Contour annotation records
"""
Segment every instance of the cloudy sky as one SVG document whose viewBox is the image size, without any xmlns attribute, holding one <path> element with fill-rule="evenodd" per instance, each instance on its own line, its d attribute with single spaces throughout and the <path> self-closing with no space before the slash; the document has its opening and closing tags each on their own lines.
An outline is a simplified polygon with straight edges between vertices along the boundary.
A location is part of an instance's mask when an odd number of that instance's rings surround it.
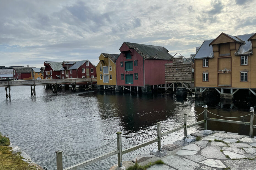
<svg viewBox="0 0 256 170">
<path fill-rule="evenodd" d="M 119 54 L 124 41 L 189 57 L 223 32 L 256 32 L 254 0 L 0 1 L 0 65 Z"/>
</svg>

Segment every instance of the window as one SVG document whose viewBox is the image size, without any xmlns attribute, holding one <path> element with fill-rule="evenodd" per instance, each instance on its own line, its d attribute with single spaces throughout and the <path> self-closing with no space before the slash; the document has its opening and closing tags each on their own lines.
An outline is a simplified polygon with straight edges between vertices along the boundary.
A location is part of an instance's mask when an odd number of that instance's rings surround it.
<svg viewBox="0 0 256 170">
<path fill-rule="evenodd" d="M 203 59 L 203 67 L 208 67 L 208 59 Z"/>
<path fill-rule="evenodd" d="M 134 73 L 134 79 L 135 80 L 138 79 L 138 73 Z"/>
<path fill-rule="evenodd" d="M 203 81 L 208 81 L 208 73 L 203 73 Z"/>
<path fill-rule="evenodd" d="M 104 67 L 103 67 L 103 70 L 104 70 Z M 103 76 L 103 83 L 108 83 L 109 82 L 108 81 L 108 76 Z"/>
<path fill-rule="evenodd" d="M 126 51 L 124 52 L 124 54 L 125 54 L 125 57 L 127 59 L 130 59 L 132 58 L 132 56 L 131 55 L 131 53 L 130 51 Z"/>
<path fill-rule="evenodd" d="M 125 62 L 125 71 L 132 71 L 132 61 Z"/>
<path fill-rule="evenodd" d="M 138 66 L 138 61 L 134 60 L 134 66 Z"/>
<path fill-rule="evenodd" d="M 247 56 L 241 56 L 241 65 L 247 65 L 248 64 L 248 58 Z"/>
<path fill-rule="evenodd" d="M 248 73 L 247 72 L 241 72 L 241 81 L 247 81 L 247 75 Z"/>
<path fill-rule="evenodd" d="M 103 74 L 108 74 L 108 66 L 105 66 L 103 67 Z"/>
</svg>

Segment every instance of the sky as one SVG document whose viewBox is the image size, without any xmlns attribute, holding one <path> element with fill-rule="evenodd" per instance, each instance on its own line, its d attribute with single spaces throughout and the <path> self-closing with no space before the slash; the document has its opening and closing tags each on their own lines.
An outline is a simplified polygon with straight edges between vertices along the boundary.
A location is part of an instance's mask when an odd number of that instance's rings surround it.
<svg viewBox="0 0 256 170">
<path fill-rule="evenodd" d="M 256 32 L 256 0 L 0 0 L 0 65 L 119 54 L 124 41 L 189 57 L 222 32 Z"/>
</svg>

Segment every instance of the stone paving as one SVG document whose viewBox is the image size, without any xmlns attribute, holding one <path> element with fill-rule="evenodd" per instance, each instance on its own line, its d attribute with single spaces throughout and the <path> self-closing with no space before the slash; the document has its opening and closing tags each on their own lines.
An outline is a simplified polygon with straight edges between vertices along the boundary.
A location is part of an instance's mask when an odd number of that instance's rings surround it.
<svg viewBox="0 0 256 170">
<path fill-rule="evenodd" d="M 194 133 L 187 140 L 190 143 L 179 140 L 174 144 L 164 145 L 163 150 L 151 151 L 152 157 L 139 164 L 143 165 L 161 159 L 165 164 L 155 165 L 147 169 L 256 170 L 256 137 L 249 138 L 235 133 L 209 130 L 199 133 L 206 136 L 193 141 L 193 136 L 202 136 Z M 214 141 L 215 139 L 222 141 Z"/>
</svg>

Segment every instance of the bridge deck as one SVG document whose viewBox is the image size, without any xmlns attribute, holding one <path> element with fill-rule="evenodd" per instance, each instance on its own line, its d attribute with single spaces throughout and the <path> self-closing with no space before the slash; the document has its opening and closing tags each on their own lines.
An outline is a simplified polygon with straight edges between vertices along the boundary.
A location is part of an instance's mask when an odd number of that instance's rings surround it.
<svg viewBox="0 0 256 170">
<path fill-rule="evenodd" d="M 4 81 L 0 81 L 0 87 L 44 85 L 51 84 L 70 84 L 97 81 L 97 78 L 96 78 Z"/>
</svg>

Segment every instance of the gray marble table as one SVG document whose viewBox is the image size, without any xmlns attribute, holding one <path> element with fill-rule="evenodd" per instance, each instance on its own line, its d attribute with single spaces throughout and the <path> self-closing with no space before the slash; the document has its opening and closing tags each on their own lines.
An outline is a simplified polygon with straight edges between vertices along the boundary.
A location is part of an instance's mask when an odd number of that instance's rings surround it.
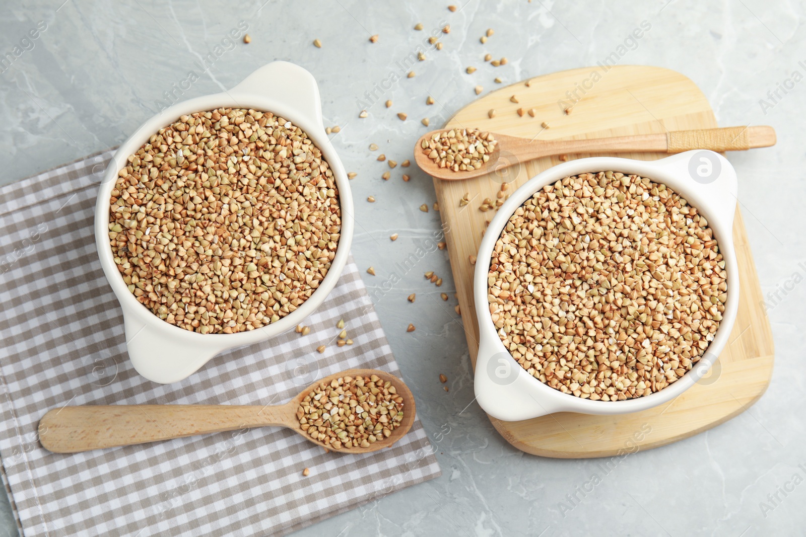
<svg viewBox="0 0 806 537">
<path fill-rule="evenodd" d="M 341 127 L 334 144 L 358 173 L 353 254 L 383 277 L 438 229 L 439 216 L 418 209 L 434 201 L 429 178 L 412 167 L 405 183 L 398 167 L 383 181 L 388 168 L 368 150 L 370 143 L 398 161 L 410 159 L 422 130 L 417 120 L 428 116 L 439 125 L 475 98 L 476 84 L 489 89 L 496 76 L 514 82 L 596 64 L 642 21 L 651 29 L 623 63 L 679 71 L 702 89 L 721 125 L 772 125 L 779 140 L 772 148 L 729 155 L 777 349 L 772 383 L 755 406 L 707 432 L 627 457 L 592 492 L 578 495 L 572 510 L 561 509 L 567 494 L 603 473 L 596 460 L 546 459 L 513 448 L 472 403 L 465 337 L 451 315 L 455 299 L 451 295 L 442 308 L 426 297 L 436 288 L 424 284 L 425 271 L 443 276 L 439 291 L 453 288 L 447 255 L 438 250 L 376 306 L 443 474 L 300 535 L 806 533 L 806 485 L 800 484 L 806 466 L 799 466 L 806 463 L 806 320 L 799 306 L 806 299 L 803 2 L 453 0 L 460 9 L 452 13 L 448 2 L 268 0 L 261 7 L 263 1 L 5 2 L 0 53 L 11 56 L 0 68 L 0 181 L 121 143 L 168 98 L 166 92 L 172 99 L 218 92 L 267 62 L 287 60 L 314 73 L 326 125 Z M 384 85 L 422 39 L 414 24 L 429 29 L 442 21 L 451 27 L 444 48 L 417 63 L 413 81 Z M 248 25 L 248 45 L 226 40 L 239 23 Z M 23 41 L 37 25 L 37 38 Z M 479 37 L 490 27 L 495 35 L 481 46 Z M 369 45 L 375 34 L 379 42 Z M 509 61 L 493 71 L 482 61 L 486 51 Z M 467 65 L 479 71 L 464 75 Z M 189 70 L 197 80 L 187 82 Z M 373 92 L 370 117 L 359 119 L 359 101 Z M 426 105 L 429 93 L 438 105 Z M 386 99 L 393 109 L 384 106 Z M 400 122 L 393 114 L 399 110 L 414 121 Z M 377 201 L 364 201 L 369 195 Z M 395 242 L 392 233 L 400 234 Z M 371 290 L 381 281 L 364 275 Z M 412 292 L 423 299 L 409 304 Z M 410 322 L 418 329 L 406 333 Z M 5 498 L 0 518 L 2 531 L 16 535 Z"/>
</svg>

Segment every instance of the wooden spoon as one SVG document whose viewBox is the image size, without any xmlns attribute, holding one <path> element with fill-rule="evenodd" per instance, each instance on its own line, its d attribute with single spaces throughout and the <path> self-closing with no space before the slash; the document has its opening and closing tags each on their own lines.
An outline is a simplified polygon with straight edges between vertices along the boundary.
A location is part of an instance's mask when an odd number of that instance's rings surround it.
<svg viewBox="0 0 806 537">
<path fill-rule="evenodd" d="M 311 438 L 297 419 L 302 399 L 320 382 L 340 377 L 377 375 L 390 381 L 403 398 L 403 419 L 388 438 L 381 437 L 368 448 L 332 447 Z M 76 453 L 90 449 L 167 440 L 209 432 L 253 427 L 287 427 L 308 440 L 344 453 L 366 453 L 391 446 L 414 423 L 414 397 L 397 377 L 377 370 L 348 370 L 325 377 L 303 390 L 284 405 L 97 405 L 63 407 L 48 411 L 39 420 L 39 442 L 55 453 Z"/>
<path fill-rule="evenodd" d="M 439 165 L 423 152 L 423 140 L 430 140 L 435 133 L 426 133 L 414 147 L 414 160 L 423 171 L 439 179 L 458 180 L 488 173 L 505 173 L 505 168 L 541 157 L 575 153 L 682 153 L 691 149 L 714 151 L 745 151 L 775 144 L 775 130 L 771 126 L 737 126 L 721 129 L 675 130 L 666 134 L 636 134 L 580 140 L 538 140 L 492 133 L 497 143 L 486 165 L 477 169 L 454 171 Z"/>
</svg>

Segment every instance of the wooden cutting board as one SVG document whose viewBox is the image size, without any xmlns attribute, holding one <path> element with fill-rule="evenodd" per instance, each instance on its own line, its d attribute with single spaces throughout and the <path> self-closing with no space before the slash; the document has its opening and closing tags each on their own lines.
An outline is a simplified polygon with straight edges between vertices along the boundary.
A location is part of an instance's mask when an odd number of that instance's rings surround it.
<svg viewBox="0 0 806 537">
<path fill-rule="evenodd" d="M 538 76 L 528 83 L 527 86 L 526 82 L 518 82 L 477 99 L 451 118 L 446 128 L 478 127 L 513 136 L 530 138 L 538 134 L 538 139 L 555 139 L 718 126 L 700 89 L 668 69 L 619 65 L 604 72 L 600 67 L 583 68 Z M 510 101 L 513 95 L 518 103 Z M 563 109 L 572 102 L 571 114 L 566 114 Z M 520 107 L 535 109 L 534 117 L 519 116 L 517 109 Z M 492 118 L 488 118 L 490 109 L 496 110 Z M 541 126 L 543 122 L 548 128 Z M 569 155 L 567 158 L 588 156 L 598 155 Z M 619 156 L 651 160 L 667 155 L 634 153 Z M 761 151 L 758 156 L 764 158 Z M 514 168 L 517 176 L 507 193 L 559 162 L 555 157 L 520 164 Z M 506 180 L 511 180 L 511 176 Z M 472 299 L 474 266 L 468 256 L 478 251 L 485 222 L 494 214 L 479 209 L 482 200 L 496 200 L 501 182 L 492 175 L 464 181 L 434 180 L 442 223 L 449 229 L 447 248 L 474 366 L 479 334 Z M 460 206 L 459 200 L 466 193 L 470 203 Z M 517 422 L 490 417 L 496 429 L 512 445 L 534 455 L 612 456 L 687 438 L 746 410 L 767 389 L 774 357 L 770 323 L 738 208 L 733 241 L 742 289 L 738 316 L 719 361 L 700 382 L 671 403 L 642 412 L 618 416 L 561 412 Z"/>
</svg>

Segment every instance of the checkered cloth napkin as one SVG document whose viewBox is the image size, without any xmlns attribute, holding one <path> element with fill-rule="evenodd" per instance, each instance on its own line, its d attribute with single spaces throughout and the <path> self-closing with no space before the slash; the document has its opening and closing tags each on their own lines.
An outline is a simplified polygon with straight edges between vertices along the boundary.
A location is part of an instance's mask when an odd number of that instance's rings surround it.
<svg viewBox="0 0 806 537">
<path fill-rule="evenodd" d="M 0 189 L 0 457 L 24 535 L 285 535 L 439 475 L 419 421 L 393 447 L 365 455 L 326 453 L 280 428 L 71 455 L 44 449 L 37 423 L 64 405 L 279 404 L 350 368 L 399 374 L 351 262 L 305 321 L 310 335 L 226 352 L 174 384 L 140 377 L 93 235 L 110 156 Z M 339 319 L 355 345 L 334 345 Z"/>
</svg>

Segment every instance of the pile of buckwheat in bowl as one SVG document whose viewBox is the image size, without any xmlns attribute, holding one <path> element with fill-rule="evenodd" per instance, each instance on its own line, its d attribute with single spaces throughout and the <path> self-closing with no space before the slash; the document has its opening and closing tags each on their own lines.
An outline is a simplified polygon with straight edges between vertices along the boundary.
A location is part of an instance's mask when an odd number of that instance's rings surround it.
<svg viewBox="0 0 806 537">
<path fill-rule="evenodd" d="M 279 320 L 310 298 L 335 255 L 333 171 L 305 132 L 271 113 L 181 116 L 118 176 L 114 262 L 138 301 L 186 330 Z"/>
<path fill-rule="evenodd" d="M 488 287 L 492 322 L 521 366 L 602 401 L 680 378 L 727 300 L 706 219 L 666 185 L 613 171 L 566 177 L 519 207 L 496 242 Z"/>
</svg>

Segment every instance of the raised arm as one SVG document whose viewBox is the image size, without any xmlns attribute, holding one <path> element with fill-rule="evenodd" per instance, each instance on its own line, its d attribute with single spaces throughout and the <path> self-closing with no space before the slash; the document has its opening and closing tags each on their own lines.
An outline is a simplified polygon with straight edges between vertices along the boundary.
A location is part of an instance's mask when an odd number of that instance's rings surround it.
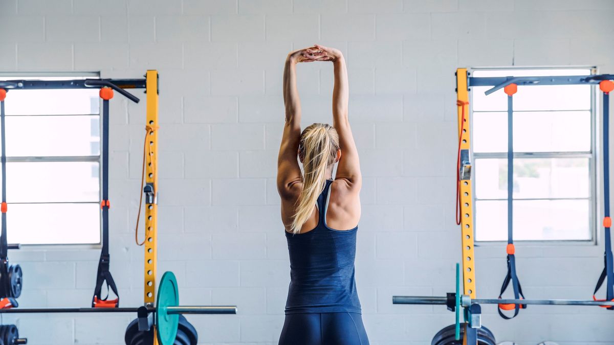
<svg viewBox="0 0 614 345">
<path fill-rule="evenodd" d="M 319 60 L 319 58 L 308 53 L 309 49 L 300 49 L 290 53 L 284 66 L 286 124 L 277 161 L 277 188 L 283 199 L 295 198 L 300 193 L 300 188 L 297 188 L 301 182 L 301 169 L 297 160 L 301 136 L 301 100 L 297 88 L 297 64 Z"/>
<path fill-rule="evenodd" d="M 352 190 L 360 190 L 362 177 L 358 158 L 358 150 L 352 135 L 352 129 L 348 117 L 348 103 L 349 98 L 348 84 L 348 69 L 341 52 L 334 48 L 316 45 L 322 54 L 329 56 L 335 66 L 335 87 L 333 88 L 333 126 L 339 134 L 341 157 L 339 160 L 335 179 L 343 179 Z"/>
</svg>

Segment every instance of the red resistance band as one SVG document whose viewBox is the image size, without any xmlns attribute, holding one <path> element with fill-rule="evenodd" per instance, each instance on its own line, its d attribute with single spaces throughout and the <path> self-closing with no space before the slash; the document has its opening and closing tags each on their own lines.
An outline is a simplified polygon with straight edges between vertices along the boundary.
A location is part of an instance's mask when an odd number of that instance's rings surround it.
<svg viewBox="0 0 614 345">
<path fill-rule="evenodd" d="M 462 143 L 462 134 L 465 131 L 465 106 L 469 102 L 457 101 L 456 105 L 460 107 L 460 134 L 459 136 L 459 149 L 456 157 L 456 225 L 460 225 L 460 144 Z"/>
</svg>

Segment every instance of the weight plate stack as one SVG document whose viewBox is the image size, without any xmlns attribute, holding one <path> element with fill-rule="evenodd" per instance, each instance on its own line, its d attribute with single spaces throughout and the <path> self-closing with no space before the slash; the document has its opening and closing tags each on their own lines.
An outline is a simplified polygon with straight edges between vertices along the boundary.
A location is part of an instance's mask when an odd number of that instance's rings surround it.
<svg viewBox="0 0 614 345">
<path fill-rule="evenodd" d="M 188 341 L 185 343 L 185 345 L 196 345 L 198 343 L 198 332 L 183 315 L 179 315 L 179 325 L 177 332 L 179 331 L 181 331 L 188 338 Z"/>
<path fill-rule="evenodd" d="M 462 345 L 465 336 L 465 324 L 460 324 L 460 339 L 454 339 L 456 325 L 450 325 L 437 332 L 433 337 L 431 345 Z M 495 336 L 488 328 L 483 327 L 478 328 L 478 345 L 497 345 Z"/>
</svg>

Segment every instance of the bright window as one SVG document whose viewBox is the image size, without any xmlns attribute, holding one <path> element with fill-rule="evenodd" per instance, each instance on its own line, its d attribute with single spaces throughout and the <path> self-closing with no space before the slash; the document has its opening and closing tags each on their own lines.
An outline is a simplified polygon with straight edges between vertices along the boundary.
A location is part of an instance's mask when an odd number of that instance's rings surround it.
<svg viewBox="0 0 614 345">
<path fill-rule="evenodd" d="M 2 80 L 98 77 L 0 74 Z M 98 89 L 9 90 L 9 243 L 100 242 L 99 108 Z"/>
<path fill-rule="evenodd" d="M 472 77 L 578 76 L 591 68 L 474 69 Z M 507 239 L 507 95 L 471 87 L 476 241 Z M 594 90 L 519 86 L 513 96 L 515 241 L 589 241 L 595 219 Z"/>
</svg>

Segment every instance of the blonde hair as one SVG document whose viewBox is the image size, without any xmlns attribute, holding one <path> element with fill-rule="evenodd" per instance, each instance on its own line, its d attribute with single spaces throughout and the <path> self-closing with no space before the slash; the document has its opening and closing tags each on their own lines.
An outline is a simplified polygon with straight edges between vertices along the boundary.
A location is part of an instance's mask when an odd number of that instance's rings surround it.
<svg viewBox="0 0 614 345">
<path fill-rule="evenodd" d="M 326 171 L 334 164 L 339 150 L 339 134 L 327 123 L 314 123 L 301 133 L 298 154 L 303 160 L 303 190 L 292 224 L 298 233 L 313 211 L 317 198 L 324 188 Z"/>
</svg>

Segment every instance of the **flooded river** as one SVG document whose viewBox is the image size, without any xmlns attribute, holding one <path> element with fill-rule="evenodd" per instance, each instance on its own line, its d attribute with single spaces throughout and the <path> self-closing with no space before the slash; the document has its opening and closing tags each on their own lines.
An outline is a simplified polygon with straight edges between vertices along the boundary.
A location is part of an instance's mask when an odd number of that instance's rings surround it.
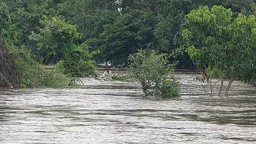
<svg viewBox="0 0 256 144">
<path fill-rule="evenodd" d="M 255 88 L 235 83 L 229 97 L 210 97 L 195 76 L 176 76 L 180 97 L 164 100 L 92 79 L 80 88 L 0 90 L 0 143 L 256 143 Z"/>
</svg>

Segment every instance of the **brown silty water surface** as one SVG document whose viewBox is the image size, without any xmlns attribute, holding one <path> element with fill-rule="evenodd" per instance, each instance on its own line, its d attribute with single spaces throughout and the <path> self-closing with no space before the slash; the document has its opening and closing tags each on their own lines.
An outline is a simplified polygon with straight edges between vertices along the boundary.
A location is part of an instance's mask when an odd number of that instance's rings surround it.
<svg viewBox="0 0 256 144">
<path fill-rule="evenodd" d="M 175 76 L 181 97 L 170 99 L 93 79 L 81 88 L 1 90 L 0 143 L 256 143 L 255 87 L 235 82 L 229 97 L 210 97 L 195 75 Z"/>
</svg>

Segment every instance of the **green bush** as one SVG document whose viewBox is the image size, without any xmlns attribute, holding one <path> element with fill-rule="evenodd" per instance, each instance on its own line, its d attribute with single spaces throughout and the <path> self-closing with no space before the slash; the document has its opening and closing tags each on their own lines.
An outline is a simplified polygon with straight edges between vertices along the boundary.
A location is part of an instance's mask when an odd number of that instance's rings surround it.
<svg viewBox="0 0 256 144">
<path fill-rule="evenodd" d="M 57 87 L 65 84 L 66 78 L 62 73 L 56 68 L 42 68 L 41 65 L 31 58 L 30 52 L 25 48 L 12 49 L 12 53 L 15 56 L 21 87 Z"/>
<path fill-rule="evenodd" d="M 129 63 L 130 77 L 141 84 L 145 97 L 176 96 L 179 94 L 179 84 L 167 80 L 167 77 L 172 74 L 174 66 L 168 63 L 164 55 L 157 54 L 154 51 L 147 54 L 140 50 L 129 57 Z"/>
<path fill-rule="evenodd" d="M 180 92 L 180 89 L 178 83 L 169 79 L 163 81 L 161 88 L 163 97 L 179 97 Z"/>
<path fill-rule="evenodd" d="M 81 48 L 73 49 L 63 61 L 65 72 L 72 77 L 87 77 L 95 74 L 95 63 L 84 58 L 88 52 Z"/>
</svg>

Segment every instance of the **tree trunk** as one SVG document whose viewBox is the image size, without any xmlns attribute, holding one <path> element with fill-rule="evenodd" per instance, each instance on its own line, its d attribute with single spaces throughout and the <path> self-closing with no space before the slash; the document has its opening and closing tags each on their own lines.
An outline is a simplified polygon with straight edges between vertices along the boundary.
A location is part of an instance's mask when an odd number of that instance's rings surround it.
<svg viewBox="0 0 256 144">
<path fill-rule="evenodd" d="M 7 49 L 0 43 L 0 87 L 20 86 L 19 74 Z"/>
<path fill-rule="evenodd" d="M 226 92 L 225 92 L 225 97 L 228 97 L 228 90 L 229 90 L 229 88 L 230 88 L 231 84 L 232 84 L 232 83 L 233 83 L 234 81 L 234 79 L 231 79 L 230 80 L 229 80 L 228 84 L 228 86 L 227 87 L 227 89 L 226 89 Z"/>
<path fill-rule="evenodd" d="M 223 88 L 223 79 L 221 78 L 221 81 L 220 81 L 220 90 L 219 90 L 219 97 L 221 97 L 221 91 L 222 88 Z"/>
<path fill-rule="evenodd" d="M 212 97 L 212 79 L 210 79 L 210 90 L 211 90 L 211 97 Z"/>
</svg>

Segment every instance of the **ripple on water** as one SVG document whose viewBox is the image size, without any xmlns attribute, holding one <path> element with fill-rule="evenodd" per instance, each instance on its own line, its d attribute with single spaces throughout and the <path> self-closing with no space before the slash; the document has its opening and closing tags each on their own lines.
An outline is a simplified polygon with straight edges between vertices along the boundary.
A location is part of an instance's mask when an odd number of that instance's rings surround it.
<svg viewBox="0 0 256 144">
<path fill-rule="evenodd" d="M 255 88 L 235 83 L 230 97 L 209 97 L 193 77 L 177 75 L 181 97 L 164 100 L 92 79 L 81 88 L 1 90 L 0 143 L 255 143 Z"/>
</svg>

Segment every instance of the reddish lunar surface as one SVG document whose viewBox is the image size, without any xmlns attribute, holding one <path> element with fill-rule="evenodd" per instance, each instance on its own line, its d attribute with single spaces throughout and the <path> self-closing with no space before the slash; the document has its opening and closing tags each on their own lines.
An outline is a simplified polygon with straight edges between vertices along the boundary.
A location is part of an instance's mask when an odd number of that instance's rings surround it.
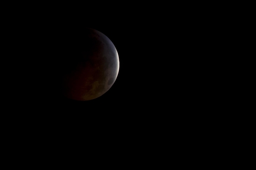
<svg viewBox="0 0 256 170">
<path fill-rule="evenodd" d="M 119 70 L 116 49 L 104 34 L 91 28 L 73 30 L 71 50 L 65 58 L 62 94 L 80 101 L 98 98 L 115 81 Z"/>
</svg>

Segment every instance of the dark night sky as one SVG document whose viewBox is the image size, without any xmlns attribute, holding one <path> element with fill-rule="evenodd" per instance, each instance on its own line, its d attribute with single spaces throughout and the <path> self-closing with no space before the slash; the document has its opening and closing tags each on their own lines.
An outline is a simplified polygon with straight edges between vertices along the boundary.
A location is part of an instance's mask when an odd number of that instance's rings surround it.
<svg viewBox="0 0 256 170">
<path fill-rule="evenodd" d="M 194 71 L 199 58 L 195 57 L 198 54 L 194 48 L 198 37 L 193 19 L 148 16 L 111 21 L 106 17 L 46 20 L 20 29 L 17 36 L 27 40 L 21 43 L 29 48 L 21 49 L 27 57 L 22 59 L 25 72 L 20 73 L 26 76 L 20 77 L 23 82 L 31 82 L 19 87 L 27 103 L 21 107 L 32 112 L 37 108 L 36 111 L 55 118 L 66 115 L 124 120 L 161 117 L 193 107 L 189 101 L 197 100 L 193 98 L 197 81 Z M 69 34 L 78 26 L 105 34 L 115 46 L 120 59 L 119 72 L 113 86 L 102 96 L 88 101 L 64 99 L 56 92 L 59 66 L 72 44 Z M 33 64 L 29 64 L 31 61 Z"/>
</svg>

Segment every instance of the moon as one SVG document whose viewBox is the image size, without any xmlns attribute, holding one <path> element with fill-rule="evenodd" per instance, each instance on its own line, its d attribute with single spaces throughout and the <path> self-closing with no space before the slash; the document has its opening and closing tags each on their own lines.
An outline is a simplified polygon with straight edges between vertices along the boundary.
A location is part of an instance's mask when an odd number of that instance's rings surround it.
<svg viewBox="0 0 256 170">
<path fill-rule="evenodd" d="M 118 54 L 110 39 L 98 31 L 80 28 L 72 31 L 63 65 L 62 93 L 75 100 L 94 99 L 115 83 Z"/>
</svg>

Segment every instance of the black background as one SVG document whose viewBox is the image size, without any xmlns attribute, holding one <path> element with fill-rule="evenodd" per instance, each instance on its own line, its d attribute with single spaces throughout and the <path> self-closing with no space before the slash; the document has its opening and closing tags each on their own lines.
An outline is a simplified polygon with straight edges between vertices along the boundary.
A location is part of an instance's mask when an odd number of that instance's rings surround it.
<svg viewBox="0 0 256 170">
"""
» **WORK REQUIRED**
Pick out every line of the items above that contains the string "surface", and copy each of those lines.

» **OUTPUT FOR THIS EXERCISE**
Segment every instance of the **brown silty water surface** as one SVG document whose viewBox is the image size, without any xmlns attribute, holding one <path> element with fill-rule="evenodd" per instance, each instance on its own line, its d attribute with single spaces throughout and the <path> self-closing with no space before the slash; the document has its opening and closing tags each on their own lines.
Segment every instance of the reddish lunar surface as one SVG document whose viewBox is the image size, without any xmlns attribute, holding one <path> element with fill-rule="evenodd" per instance, each instance on its own line, its d attribute with single spaces throughout and the <path> self-closing with no space before the slash; the document has its opening and closing tags each on their own lines.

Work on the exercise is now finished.